• [What is expected] Pick up the guide to 15th- and 16th-century Latvian naming patterns at the point where it ends and continue it.

A guide to some 15-16th century Latvian naming patterns.

A guide to some 15-16th century Latvian naming patterns.

Compiled by ffrw ffride wlffsdotter, last updated 3rd January 2022.

  1. Introduction.
  2. Locative Bynames.
    • 2.1 Masculine locative bynames, ending in -nik and variants.
    • 2.2 Feminine locative bynames, ending in -nix and variants.
    • 2.3 Masculine and feminine unmarked locative bynames.
  3. Patronymics.
    • 3.1 Masculine patronymics, ending in -dels.
    • 3.2 Masculine unmarked patronymics.
    • 3.3 Feminine patronymics, ending in -meyte.
  4. Other feminine relationship bynames.
    • 4.1 Feminine bynames indicating marriage, ending in s(z)ewe, wyf, and vrouwe.
    • 4.2 Feminine bynames, derived from a man's byname, ending in -sche.
  5. Occuptional Bynames.
    • 5.1 Masculine occupational bynames, ending in -nik and variants.
    • 5.2 Feminine occupational bynames, ending in -nix and variants.
  6. Unmarked Latvian bynames.
  7. Patterns in Latvian names.
  8. Acknowledgements.
  9. References.
  10. Endnote.

1. Introduction.

According to Balodis (2008:10), the earliest Latvians bore a single name. These names were taken from nature, and people could be named after animals, birds, trees, flowers, or the elements. In the 13th century, the Northern Crusades reached the modern-day territories of Estonia and Latvia, and the names of the inhabitants of this region, called Livonia, were recorded with an increasing frequency (Sutorp 2015:13-4). As the Crusades continued, bringing with them not only colonisation but Christianisation, baptism into the new faith also meant that indigenous peoples were named after patron saints or guardian angels (Balodis 2008:11). Over subsequent centuries, the naming pool was reduced to a handful of popular "Christian" names, and the Latvian-speaking peasants, living under a single manor, often shared the same name (Selart 2016:3; Balodis 2008:11). This necessitated the need for bynames that could provide some disambiguation. By the 15th century, Latvian people were regularly recorded with bynames, and subsequently most of the examples below are from the 15th and 16th centuries (Balodis 2016:1).

A map showing the languages spoken in medieval Latvia.
Figure 1: "The geographical and linguistic boundaries of the Latgalians, Semigallians, Curonians and Livonians circa 1250." Map designed by Dr. A Bielenstein, drawn by M. Bielenstein, printed 1892.
In the centre of the map is the area where Latvian-speaking Latgalians lived (pink), with Semigallians and Selonians south of the Daugava River. To the north are Estonian speakers (brown), to the west are Livonian speakers (blue) and where Curonians, Latgalians, and Livonians mixed (pink with hatching). To the south are the Lithuanians and Samogitians (gold-yellow), and to the east are Ruthenians (green).
Map now in the public domain, via Wikimedia Commons.

(Image object location records)
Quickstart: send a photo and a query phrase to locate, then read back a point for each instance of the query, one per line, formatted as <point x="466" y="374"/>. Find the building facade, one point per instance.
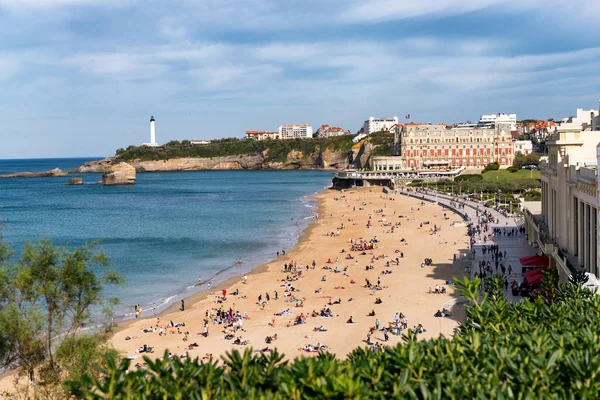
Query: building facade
<point x="376" y="124"/>
<point x="491" y="119"/>
<point x="326" y="131"/>
<point x="262" y="135"/>
<point x="302" y="131"/>
<point x="523" y="146"/>
<point x="570" y="200"/>
<point x="583" y="120"/>
<point x="442" y="146"/>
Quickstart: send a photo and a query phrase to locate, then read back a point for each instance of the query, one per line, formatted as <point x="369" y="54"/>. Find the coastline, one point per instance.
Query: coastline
<point x="416" y="302"/>
<point x="202" y="294"/>
<point x="405" y="290"/>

• [Task result]
The Latvian language belongs to the Baltic group of the family of Indo-European languages (Jansone 2010:741). Its closest living relatives are the Lithuanian language, and its dialects, and the modern Latgalian language spoken in eastern Latvia. Over the centuries, the Baltic languages spoken by the Semigallians, Selonians, and Curonians, slowly shifted to dialects of the Latvian language (Jansone 2010:743). However these Baltic languages are not related to the Finnic language also spoken in the present-day territory of Latvia, called Livonian, or the Estonian language in neighbouring Estonia. The colonisation of Livonia after the Crusades resulted in the "German urban merchant elites and artisan middle classes" living "alongside the indigenous populations" in the cities of medieval Livonia, where the primary language of record was Middle Low German (Strenga 2021:61). Over the centuries, particularly after the Reformation, the rights of Latvians were restricted. The non-German town residents by the 15th century may have been unable to purchase property, and were excluded from various craft guilds that controlled who could practice skilled trades within the city (Strenga 2021:66,67). Outside of urban centres, the German nobility became manor lords in a demesne economy where each peasant was expected to support themselves as well as provide labour to the manor that they lived under (Melton 1988:315-6, 326-8).

Jansone (2010) and Strenga (2021:78) note that the authors of the earliest examples of Latvian writing were all ethnically and culturally German. When working as scribes that recorded the Latvian bynames of individuals, these German writers "used the letters of the German alphabet at that time, and texts were based on the orthography of Lower German" to record the Latvian language (Jansone 2010:744). Despite these limitations of the available sources, linguists have identified bynames that have preserved recognisable Old Latvian words, and hence are considered to be records of people who were ethnically Latvian, instead of belonging to the Low German-speaking elite.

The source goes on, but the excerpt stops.